Directions> Before the listing, this biography of Susan Paddack appears. Copy out, word for word, everything from "Paddack was a candidate" down to "and adjunct professor.".

Document passage>

----------

Susan Paddack (born in Baytown, Texas) is a Democratic politician and former educator in the U.S. state of Oklahoma. She served in the Oklahoma State Senate representing District 13, which includes Pontotoc and Hughes counties and parts of Garvin and Coal counties, since 2004. As of 2013, she served as Minority Whip and Vice Chair of the Judiciary Committee.

Paddack was a candidate for the role of Oklahoma Superintendent of Public Instruction, but ultimately failed to win the election against her Republican opponent, Janet Barresi.

Prior to her political career, Paddack was a science teacher and adjunct professor.

Early life
Susan Paddack was born in Baytown, Texas. Her father was Vice President of the General Telephone Company and her mother was a stay-at-home mom. After graduating from high school in Brownfield, Texas, Paddack went on to earn a bachelor's degree in Education from the University of Colorado after attending Texas Tech University for two years and a master's of education degree from East Central University. Paddack and her husband moved to Ada, Oklahoma in the early 1980s. Paddack was the first person in her family to obtain a college education, let alone a master's degree.

Educational career
Paddack was Director of Local Education Foundation Outreach for the Oklahoma Foundation for Excellence for over nine years. She was also a science teacher in secondary schools as well as adjunct faculty member in the Education Department at East Central University.

Political career
In 2004 Paddack was elected to the Oklahoma State Senate where she currently serves. While campaigning, Paddack commonly told constituents that she was a "Texan by birth but an Oklahoman by choice." Paddack was named "50 Women Making a Difference" in Oklahoma by the Journal Record in 2004  and 2008.

----------

Supplied information>

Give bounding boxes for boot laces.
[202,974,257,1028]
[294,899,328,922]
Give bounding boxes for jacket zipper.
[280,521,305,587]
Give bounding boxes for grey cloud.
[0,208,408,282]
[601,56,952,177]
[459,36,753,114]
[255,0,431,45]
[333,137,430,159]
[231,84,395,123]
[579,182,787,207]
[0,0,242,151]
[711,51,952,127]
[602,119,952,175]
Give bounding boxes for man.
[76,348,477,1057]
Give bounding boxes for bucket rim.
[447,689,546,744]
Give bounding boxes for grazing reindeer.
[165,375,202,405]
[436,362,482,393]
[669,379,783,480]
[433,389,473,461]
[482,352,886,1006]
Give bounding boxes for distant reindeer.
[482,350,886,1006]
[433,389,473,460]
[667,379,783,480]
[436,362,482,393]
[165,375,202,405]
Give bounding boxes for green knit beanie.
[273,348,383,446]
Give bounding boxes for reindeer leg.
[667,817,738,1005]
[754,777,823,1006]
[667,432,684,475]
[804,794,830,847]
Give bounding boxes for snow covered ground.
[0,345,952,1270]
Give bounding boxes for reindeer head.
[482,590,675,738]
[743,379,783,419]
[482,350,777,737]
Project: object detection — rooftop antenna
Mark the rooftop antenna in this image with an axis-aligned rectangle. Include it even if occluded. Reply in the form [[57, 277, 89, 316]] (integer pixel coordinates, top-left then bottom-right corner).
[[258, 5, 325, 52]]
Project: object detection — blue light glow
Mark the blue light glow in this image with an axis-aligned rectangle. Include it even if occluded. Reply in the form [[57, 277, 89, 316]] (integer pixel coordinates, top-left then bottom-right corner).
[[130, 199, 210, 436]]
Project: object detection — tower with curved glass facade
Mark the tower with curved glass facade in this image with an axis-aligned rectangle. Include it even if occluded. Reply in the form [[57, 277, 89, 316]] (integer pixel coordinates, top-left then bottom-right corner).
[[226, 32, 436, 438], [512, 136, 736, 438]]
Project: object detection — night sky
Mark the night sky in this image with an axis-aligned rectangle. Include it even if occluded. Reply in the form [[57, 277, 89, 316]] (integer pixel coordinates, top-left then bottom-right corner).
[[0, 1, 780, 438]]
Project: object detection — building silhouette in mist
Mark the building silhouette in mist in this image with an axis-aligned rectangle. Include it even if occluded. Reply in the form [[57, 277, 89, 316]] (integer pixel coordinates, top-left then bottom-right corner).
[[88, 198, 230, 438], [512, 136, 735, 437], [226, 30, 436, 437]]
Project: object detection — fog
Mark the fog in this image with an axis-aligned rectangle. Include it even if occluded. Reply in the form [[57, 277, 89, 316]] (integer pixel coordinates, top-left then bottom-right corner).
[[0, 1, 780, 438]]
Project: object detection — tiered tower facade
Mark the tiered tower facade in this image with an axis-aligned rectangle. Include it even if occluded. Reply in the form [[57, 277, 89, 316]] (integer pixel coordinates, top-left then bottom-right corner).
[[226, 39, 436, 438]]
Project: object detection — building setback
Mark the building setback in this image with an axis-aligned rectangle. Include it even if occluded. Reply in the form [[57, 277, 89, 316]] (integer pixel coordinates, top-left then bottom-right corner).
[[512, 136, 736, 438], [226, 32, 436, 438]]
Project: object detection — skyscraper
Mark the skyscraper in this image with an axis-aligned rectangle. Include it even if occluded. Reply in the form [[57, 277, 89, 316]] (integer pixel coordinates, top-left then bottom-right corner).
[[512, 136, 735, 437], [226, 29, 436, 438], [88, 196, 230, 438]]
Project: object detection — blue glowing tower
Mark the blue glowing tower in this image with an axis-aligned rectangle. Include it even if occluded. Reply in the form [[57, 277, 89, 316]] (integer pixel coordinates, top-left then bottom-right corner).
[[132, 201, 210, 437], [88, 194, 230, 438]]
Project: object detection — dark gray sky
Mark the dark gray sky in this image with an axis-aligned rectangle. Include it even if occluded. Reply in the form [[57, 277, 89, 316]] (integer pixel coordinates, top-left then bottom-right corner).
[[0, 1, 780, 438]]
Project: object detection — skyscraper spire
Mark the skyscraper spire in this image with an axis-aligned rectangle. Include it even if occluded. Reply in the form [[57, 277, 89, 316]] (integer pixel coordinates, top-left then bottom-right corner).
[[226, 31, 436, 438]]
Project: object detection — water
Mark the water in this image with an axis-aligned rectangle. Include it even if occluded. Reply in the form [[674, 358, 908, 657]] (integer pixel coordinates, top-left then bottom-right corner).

----------

Answer to the exercise>
Paddack was a candidate for the role of Oklahoma Superintendent of Public Instruction, but ultimately failed to win the election against her Republican opponent, Janet Barresi.

Prior to her political career, Paddack was a science teacher and adjunct professor.